## Goal:
Print the entire section on the Underwriter's representations and warranties below, word for word and with its heading.

## Document section:
● ● ● ● ●

4. Representations and Warranties of the Underwriter
-------------------------------------------------
As an inducement and to obtain the reliance of the Company in connection
herewith, the Underwriter represents, warrants and agrees with the Company as
follows:
(a) The Underwriter is duly registered as a securities broker-dealer
in accordance with the Securities Exchange Act of 1934 and the states in
which the offering shall be sold by it.
(b) The Underwriter will not publish, issue or circulate or authorize
the publication, issuance or circulation of any circular, notice or
advertisement which offers the Units, for sale which shall not have
previously been approved by the Company and its counsel, except for
so-called "tombstone" advertisements, and which has not been approved by
the commission prior to its use, if such prior approval is required.

● ● ● ● ●

## Dataset section:
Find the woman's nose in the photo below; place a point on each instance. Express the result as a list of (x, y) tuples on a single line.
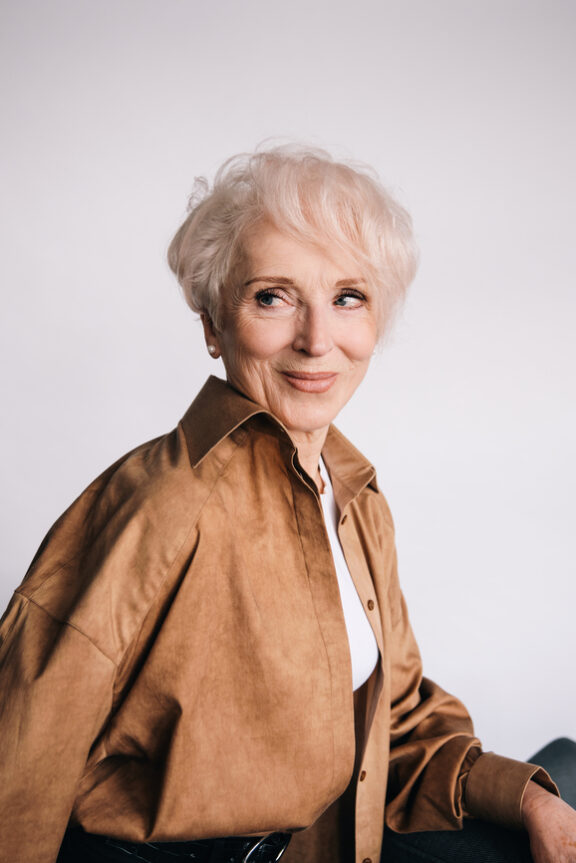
[(313, 333)]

● ● ● ● ●

## Task answer:
4. Representations and Warranties of the Underwriter
-------------------------------------------------
As an inducement and to obtain the reliance of the Company in connection
herewith, the Underwriter represents, warrants and agrees with the Company as
follows:
(a) The Underwriter is duly registered as a securities broker-dealer
in accordance with the Securities Exchange Act of 1934 and the states in
which the offering shall be sold by it.
(b) The Underwriter will not publish, issue or circulate or authorize
the publication, issuance or circulation of any circular, notice or
advertisement which offers the Units, for sale which shall not have
previously been approved by the Company and its counsel, except for
so-called "tombstone" advertisements, and which has not been approved by
the commission prior to its use, if such prior approval is required.